TASK TO CARRY OUT: Please reproduce the entries below word for word, starting at the line containing "Please trace the outline of every instance of the illuminated" and ending at the line containing "Outlines of the illuminated", with both of those lines included.

==== RECORDS SHOWN

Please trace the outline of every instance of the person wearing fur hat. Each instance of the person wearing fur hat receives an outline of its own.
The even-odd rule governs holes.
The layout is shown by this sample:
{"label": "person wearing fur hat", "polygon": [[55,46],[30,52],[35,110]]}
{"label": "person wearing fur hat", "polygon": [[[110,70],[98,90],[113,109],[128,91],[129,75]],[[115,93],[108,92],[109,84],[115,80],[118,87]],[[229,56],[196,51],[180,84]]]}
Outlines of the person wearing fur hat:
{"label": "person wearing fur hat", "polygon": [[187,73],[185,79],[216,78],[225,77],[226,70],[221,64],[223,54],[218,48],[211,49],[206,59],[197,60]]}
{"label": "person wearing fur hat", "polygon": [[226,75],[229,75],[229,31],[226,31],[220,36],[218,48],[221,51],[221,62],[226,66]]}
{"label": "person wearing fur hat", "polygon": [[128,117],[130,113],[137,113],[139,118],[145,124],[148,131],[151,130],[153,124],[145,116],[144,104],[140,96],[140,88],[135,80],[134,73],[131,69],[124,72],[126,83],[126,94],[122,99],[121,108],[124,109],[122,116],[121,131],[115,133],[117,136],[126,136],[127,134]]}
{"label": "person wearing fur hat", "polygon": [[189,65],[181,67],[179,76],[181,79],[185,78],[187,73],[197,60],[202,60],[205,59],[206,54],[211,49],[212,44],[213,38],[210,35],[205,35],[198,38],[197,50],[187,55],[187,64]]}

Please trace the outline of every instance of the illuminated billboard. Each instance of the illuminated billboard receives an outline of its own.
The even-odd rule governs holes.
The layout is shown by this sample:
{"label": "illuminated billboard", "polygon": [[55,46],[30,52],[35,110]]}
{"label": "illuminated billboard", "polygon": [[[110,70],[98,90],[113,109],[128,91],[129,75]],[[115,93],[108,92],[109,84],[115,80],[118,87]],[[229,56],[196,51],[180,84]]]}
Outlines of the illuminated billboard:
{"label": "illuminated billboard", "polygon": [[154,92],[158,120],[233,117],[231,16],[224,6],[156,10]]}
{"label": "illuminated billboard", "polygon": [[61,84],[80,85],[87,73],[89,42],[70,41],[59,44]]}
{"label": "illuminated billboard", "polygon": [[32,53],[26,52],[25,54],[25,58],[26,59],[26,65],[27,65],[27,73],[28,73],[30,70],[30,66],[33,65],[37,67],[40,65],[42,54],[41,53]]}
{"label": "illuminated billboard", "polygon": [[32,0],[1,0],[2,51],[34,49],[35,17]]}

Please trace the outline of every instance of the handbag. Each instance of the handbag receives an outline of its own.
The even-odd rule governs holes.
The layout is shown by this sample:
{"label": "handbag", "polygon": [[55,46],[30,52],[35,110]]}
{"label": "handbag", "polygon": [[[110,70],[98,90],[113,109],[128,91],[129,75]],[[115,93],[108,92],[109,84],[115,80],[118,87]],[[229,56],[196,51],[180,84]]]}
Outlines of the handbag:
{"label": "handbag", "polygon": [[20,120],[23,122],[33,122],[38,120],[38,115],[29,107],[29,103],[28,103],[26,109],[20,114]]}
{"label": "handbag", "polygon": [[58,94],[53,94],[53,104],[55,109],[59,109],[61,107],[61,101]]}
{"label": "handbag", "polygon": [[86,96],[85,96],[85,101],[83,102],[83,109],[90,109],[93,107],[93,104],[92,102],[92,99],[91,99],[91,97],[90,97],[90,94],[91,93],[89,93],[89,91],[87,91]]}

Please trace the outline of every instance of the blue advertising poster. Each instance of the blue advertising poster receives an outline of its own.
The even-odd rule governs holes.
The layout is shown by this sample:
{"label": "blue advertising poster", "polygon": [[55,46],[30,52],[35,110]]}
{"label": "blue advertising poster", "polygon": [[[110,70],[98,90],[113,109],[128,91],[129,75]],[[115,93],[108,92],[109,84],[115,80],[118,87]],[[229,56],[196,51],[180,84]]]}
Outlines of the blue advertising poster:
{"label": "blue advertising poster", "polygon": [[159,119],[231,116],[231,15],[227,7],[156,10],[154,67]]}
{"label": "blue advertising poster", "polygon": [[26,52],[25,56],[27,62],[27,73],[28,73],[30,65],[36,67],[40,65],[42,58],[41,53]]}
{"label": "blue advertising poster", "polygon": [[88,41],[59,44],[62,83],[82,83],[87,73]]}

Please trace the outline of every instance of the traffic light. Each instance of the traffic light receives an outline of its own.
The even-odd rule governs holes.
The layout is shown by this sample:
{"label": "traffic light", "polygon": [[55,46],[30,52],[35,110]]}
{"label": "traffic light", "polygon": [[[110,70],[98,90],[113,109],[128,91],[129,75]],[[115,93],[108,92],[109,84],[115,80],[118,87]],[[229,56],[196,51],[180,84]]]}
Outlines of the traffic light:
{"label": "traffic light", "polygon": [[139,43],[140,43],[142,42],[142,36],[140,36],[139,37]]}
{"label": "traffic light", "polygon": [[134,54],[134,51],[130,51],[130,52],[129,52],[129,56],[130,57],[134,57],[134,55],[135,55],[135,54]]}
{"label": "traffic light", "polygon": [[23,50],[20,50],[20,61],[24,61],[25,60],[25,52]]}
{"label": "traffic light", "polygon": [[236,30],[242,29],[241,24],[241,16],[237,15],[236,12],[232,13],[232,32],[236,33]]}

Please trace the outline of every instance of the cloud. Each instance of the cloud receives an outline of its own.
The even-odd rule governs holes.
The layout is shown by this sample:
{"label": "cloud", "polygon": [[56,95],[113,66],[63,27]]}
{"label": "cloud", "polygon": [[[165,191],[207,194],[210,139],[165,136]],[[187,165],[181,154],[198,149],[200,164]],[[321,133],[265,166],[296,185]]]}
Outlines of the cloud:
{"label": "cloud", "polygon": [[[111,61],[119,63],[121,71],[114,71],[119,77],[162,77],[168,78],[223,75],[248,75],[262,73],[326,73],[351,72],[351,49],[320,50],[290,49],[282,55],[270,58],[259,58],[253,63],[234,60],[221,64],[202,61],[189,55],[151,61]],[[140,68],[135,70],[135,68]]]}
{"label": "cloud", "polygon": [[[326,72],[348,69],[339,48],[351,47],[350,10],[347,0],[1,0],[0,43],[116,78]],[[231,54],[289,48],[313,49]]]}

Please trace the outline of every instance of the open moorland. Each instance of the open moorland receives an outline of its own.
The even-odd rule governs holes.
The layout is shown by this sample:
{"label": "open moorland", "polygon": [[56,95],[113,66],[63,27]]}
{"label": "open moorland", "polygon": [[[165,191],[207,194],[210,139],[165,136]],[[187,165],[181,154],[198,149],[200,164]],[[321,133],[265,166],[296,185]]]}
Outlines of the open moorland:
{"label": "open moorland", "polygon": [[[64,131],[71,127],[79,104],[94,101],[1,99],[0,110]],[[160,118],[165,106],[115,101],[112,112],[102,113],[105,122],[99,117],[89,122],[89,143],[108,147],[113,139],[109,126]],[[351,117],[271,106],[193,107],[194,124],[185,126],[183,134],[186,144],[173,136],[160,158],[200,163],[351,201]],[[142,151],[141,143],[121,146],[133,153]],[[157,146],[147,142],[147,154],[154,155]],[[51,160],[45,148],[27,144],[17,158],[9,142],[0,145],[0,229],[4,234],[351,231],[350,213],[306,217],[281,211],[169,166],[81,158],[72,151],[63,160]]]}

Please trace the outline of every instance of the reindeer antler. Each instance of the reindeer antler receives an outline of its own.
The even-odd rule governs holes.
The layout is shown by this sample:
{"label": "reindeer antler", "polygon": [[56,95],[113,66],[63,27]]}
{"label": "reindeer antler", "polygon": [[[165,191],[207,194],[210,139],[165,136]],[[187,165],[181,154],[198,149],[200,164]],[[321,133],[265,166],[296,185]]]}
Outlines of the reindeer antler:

========

TASK RESULT:
Please trace the outline of every instance of the illuminated billboard. Each instance of the illuminated billboard receives an outline of its own.
The even-odd rule governs holes.
The layout is shown by this sample:
{"label": "illuminated billboard", "polygon": [[55,46],[30,52],[35,110]]}
{"label": "illuminated billboard", "polygon": [[[110,70],[98,90],[113,109],[128,91],[129,75]],[[115,93],[108,92],[109,84],[115,80],[118,87]],[[229,56],[196,51],[180,84]]]}
Outlines of the illuminated billboard:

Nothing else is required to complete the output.